* [Document section]
══════════════════════════════
2.                                      Tax Status of Option.   The Option is intended to have the tax status designated in the Grant Notice.

 

(a)                                 Nonqualified Stock Option.  Unless the Grant Notice expressly designates this Option as Incentive Stock Option, the Option is intended to be a nonqualified stock option and shall not be treated as an Incentive Stock Option.

 

(b)                                 Incentive Stock Option.  If the Grant Notice so designates, the Option is intended to be an Incentive Stock Option, but the Company does not represent or warrant that the Option qualifies as such. Optionee should consult with Optionee’s own tax advisor regarding the tax effects of the Option and the requirements necessary to obtain favorable income tax treatment under Section 422 of the Code, including, but not limited to,

 

 

holding period requirements. If the Option is exercised more than three (3) months after the date on which Optionee ceases to be an employee of the Company or any Subsidiary (other than by reason of Optionee’s death or permanent and total disability as defined in Section 22(e)(3) of the Code), the Option will be treated as a nonqualified stock option and not as an Incentive Stock Option to the extent required by Section 422 of the Code.

 

If the Grant Notice designates this Option as an Incentive Stock Option, then to the extent that the Option (together with all Incentive Stock Options granted to Optionee under all stock option plans of the Company, including the Plan) becomes exercisable for the first time during any calendar year for shares having a fair market value greater than one hundred thousand dollars ($100,000), the portion of such options which exceeds such amount will be treated as nonqualified stock options as determined in accordance with Section 422 of the Code.

 

3.                                      Vesting. The Option shall vest and become exercisable in accordance with the vesting schedule set forth in the Grant Notice.  Any portion of the Option not exercised when vested shall accumulate and be exercisable at any time during the term of the Option prior to the applicable termination date set forth in paragraph 4 below.  No partial exercise of the Option may be for less than five percent (5%) of the total number of Shares then available under the Option.  In no event shall the Company be required to issue fractional Shares.  No portion of the Option that remains unvested on the date upon which Optionee’s continuous service with the Company or any Subsidiary terminates for any reason, including by reason of death or Disability (as such term is defined below), shall vest after the date of such termination, except as may be otherwise provided by the Board or as set forth in a written agreement between the Company and Optionee.
══════════════════════════════
* [Extracted material]
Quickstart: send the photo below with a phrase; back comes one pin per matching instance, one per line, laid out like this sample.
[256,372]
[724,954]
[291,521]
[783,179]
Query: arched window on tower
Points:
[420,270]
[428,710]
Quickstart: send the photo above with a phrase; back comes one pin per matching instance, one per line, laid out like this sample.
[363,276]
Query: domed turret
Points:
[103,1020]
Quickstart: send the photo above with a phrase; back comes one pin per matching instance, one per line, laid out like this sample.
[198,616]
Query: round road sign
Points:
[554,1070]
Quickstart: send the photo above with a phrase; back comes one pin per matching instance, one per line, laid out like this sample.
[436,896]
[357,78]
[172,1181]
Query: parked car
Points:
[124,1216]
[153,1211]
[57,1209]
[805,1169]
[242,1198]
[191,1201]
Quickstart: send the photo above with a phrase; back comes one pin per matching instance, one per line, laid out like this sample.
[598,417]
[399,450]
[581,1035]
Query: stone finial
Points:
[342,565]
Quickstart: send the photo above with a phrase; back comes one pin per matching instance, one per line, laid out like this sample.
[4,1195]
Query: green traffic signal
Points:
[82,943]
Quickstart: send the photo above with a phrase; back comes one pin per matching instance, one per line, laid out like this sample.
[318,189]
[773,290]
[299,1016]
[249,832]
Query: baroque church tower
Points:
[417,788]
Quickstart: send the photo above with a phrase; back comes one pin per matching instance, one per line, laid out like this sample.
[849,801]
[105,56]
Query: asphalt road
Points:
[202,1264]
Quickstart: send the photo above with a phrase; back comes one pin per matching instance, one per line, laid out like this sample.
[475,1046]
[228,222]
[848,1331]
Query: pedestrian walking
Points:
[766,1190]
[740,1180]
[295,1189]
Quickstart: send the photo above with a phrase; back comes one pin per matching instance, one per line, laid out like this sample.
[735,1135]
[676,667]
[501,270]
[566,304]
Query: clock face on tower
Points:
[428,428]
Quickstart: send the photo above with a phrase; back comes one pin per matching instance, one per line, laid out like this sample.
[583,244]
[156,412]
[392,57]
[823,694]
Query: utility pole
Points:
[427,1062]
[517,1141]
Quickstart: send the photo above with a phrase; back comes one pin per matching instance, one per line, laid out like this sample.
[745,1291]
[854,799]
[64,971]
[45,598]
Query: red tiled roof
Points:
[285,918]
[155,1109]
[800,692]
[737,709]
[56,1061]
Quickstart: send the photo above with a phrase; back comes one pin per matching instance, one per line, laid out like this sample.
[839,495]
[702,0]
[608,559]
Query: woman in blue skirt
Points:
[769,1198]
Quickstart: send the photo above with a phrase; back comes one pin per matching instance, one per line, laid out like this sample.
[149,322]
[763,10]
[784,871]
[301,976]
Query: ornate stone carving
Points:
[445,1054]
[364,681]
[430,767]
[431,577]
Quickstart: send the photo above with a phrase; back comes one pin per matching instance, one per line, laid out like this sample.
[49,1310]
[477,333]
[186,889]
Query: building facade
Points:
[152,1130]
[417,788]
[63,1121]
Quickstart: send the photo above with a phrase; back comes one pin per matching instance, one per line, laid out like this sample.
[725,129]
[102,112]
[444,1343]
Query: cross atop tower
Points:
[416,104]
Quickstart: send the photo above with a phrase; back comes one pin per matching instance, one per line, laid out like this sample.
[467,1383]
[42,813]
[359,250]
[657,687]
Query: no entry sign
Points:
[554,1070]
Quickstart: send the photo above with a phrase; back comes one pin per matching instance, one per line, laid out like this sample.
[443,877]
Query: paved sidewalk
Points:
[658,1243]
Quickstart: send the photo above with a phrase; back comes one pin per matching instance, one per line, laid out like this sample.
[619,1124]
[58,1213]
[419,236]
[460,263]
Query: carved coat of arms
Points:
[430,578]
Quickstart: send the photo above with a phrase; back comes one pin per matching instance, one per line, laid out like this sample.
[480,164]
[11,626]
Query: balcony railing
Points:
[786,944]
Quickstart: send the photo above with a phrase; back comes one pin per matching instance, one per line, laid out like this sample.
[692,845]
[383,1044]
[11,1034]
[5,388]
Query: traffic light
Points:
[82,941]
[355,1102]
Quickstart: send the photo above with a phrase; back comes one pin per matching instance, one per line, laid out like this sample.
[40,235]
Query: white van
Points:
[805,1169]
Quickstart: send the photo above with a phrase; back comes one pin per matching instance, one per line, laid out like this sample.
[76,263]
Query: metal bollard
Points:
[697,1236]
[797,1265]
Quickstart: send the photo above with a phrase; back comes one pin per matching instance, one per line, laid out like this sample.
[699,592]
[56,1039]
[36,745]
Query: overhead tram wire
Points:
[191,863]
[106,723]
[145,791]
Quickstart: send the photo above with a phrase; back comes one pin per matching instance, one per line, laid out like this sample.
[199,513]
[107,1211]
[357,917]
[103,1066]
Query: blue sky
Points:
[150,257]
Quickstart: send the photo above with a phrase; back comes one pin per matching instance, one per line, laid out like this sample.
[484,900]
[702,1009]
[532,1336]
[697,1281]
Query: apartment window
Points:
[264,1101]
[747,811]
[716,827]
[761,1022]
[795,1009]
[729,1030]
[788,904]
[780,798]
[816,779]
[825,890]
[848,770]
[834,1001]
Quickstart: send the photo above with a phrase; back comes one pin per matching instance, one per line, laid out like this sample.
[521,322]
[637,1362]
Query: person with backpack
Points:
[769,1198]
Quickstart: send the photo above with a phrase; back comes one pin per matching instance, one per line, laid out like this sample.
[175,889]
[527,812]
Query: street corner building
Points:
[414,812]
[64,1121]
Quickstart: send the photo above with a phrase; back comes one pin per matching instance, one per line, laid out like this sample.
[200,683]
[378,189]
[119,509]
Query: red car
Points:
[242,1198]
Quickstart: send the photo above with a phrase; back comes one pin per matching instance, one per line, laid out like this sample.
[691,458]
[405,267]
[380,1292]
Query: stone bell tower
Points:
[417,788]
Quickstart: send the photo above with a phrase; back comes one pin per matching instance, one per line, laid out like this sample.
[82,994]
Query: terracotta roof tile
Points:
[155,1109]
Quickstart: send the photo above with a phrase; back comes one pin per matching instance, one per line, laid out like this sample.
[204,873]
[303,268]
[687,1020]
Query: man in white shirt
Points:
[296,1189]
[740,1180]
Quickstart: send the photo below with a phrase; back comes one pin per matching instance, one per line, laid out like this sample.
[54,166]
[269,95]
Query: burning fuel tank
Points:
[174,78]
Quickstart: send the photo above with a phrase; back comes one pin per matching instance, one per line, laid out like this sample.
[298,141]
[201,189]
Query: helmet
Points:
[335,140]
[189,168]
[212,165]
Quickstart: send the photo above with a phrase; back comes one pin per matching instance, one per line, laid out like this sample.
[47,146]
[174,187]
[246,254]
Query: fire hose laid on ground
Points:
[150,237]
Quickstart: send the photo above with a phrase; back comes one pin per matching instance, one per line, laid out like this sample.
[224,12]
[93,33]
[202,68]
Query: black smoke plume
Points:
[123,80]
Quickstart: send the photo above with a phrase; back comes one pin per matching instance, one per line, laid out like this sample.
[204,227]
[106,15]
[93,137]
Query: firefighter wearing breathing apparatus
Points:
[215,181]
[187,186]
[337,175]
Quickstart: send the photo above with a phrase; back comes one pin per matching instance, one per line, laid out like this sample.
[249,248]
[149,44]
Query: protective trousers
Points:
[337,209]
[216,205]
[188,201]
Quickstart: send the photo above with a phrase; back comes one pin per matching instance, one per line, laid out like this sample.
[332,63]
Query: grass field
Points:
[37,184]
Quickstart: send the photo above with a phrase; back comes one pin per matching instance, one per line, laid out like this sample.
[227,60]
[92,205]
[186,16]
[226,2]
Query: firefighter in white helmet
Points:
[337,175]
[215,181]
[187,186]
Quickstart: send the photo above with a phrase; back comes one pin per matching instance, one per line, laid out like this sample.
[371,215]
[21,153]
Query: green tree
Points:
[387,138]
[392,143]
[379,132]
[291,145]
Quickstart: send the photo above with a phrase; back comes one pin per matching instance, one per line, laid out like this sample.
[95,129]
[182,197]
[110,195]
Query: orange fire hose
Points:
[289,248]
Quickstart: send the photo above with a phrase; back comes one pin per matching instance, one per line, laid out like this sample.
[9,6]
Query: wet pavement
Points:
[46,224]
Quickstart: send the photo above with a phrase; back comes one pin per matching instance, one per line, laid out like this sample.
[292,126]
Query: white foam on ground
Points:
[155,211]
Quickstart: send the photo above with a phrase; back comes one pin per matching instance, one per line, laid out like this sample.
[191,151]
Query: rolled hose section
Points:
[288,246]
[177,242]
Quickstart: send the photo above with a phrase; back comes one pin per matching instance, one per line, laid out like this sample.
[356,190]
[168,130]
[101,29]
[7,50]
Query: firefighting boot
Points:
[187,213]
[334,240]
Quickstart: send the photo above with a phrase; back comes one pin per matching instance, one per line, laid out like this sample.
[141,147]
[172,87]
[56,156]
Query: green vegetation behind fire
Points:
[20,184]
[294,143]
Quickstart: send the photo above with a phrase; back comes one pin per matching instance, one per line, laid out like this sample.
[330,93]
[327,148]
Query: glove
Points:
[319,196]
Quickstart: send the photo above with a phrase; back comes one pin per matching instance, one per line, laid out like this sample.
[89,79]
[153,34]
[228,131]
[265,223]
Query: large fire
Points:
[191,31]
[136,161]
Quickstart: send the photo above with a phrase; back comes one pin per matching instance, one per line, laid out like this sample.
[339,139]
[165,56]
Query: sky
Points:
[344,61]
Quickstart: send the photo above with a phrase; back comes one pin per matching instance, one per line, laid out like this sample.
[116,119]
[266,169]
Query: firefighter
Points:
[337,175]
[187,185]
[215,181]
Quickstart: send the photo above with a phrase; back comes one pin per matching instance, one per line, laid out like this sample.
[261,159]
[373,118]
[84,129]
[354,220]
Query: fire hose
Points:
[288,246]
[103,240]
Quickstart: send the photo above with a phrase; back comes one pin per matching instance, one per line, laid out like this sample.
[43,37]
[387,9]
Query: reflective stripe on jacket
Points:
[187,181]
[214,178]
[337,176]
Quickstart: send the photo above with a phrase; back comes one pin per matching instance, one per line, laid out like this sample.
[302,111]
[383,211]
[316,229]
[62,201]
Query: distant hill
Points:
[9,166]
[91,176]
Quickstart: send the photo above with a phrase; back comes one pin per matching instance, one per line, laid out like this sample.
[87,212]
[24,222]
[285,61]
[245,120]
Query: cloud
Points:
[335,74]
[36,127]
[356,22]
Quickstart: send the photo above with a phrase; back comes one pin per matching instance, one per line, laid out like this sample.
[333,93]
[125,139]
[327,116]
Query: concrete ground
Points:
══════════════════════════════
* [Given instruction 1] In the option agreement, restate the passage from "holding period requirements." to "by Section 422 of the Code.", replacing "three (3) months" with "ninety (90) days".
* [Given instruction 2] Can you turn the paragraph of the option agreement that begins "3. Vesting." into a short bulleted list that keeps its main facts?
* [Given instruction 3] Under the option agreement, above what fair market value do Incentive Stock Options first becoming exercisable in a calendar year have the excess treated as nonqualified stock options?

* [Exercise response 1]
holding period requirements. If the Option is exercised more than ninety (90) days after the date on which Optionee ceases to be an employee of the Company or any Subsidiary (other than by reason of Optionee’s death or permanent and total disability as defined in Section 22(e)(3) of the Code), the Option will be treated as a nonqualified stock option and not as an Incentive Stock Option to the extent required by Section 422 of the Code.

* [Exercise response 2]
- The Option vests and becomes exercisable according to the vesting schedule in the Grant Notice.
- Vested portions that are not exercised accumulate. They can be exercised at any time during the Option's term, before the termination date set in paragraph 4.
- A partial exercise must cover at least 5% of the total Shares then available under the Option.
- The Company is never required to issue fractional Shares.
- Service may end for any reason, including death or Disability. Any portion still unvested on the date Optionee's continuous service with the Company or any Subsidiary ends does not vest afterward. The exceptions are where the Board provides otherwise or a written agreement between the Company and Optionee says so.

* [Exercise response 3] One hundred thousand dollars ($100,000).